**** LISTED RECORDS

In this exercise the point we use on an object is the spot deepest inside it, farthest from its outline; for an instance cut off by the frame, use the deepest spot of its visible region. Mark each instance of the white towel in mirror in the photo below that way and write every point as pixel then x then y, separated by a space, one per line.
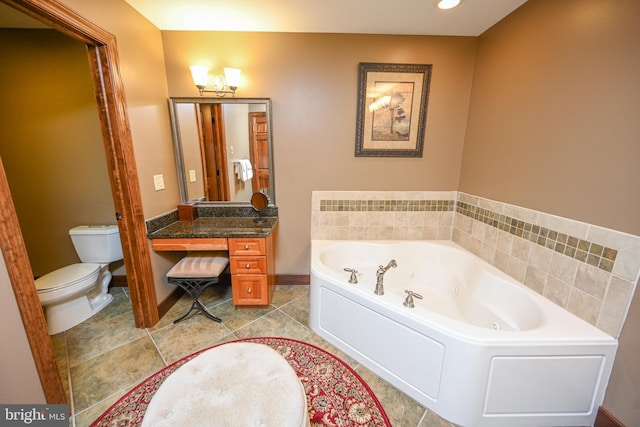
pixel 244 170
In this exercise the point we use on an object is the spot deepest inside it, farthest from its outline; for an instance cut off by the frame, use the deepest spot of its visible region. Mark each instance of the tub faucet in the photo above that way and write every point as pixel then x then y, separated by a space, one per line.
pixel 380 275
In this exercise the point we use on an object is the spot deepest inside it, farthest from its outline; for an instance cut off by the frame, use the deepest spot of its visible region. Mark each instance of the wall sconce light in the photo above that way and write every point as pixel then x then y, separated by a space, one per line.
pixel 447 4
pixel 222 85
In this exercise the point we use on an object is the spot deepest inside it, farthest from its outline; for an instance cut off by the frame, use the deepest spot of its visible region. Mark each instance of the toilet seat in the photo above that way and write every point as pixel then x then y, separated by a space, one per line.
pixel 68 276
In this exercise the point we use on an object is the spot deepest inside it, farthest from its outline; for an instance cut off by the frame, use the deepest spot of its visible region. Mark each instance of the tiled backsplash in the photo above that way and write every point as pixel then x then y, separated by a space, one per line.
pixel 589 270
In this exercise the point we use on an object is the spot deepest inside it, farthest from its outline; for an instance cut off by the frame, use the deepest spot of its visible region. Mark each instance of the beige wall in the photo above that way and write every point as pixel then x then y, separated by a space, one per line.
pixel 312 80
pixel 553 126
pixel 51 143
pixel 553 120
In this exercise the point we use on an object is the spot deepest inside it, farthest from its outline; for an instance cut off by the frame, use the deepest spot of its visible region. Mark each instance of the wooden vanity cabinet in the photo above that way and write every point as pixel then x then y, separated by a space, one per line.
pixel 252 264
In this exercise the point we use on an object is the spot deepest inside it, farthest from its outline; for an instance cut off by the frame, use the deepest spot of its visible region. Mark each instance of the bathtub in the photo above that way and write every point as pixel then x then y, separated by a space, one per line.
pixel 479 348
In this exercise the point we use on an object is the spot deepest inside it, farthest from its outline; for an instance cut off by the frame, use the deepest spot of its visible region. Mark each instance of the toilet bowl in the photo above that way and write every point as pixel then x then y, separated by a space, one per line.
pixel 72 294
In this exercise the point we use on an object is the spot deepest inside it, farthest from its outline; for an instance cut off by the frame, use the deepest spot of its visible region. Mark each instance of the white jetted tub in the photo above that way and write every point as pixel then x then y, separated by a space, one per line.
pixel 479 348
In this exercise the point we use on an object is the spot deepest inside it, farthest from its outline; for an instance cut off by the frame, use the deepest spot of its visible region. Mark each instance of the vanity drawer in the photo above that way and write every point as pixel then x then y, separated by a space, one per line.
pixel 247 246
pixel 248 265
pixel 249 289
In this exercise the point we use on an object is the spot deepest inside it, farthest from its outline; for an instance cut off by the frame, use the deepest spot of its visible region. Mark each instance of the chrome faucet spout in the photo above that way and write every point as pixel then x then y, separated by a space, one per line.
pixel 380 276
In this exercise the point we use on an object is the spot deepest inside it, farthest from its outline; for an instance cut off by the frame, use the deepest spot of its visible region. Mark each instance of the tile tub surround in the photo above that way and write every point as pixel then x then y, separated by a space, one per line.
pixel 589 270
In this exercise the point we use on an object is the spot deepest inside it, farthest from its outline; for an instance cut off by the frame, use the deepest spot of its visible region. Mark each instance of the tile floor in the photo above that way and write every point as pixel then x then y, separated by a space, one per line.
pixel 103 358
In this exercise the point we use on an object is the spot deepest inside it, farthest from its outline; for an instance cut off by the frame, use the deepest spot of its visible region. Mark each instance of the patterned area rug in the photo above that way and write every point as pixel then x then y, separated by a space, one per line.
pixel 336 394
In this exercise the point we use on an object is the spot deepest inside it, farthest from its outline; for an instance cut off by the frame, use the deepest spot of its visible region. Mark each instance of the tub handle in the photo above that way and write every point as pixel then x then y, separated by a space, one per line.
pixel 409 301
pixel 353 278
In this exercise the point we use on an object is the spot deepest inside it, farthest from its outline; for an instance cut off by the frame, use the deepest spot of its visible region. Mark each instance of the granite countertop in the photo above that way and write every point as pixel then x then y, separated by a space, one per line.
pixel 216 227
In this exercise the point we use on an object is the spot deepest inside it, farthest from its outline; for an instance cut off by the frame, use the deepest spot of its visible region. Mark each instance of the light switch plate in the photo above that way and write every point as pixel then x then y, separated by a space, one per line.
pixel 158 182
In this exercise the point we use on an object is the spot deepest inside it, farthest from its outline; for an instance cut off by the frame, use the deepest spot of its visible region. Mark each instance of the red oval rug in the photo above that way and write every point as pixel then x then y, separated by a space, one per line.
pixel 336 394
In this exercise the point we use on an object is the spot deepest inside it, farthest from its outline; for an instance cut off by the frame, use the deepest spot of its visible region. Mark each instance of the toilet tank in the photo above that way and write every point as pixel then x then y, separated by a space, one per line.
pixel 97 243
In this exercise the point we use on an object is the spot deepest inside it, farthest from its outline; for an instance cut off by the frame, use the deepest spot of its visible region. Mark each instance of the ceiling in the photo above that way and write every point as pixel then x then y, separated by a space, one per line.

********

● **TASK TO CARRY OUT**
Transcribe all of the records above exactly; no image should appear in what you write.

● **EXPECTED OUTPUT**
In this exercise the point we use on an object is the spot deepest inside it, farthest from its outline; for an instance cut off by the frame, use the deepest spot of its visible region. Mark each instance of the white towel in mirror in the photo below that way and write every point as pixel then x then y, separated by a space, one per line.
pixel 244 170
In this exercise the point we use on an object is the spot deepest inside it, farthest from its outline; for an instance cut off by the frame, use the deepest spot of its visible region. Mark each instance of the tub faucet in the photo above that way and write every point as pixel then x then y, separated by a space, one per line.
pixel 380 275
In this exercise the point we use on an object is the spot deepest inside it, farthest from its outline; for an instance cut off by the frame, use the deepest spot of its visible region. Mark each instance of the wall sconce light in the photo above that way and write every point as pixel then x then y, separated by a space, one per line.
pixel 447 4
pixel 222 85
In this exercise the point we use on an object is the spot deepest inside it, farthest from its outline; for an instance cut off by the frame, use the deepest spot of its visible region. Mark each instance of the toilet seat in the photo above that way and write every point as pixel then x then y, separated by a space, one per line.
pixel 68 276
In this exercise the point we use on an object is the spot deepest inside it, farthest from its outline; for an instance cut off by the frame, use the deepest spot of its visible region. Mark each instance of the tiled backsplash in the photo above that way and write every point as pixel then x then y, separated by a space, one per line.
pixel 589 270
In this exercise the point we use on an object is the spot deepest inside it, farthest from its outline; for an instance cut off by the frame, use the deepest spot of its visible region. Mark each instance of the beige wall in the photo above that way and write every point as pixel then x then y, separated by a space, one per line.
pixel 312 80
pixel 553 126
pixel 51 143
pixel 553 120
In this exercise the point we use on an object is the spot deepest inside it, farthest from its outline; for an instance cut off by the frame, use the deepest spot of its visible region. Mark each instance of the wooden vanity cabinet in the photo above that way and write every point as pixel then x then y, separated by a space, one per line.
pixel 252 264
In this exercise the point we use on an object is the spot deepest inside it, farthest from its outline; for an instance cut off by the frame, use the deepest spot of its visible region. Mark each instance of the bathtub in the photo above that way and write every point as pixel then x then y, separated by a space, one per line.
pixel 479 348
In this exercise the point we use on an object is the spot deepest inside it, farthest from its outline; for an instance cut off by the frame, use the deepest spot of its visible region. Mark each instance of the toilet bowl in the photo above that way and write every point as pixel then x then y, separated by a space, one per line.
pixel 72 294
In this exercise the point we use on an object is the spot deepest inside it, farthest from its outline; for an instance cut off by the frame, use the deepest spot of its visible region. Mark each instance of the white jetted tub in the photo above that way and write every point as pixel then x then y, separated by a space, one per line.
pixel 479 348
In this exercise the point we use on an object is the spot deepest inside it, farthest from its outline; for an instance cut off by the frame, use the deepest spot of its visible region. Mark each instance of the vanity drawer in the photo above that way and write every point as pixel then x then y, separated by a space, one per line.
pixel 247 246
pixel 248 265
pixel 249 289
In this exercise the point we use on an object is the spot deepest inside it, farthest from its outline; for an instance cut off by the frame, use the deepest spot of its visible region. Mark each instance of the chrome faucet spout in the photo above that way and write every point as pixel then x then y, separated by a space, one per line.
pixel 380 276
In this exercise the point we use on an object is the spot deepest inside it, farthest from its outline; for an instance cut off by the frame, use the deepest spot of its visible region. Mark each instance of the tile tub surround in the photo above that way and write every point as pixel then x then y, separated by a space, one per line.
pixel 589 270
In this exercise the point we use on an object is the spot deepest inside it, farthest from its outline; for an instance cut off by the frame, use the deepest spot of its visible region. Mark each instance of the tile floor in the photo above that way and write every point as pixel then x then y, separated by a space, one per line.
pixel 103 358
In this exercise the point we use on an object is the spot deepest inside it, farthest from its outline; for an instance cut off by the frame, use the deepest spot of its visible region. Mark each instance of the patterned area rug in the photo above that way and write every point as pixel then x then y, separated by a space, one per line.
pixel 336 394
In this exercise the point we use on an object is the spot deepest inside it, farthest from its outline; for an instance cut off by the frame, use the deepest spot of its visible region. Mark each instance of the tub handle in the photo above that way and write every point as pixel then x then y, separated by a space, one per line.
pixel 409 301
pixel 353 278
In this exercise the point we use on an object is the spot deepest inside it, farthest from its outline; for an instance cut off by the frame, use the deepest spot of its visible region. Mark each instance of the granite countertop in the photo above that way and write every point as pixel then x then y, separated by a space, one per line.
pixel 216 227
In this exercise the point we use on an object is the spot deepest inside it, farthest from its outline; for an instance cut off by the frame, use the deepest spot of its visible region. Mark each instance of the light switch plate in the photo above that way and write every point as pixel then x then y, separated by a space, one per line.
pixel 158 182
In this exercise the point we use on an object is the spot deepest inside it, farthest from its outline; for an instance cut off by the frame, use the deepest spot of its visible region. Mark each instance of the red oval rug in the photo above that way and write every point as pixel then x then y, separated by a space, one per line.
pixel 336 394
In this exercise the point we use on an object is the spot deepest inside it, farthest from its outline; for an instance cut off by the frame, use the deepest spot of its visible region. Mark each instance of the toilet tank in the photo above that way and write every point as pixel then x then y, separated by a space, one per line.
pixel 97 243
In this exercise the point we use on an object is the spot deepest inside it, farthest from its outline; for an instance cut off by the frame, use the deepest spot of its visible region. Mark each instance of the ceiling in the photo above that way and write every point as pixel then x then y, separated by a space, one per line.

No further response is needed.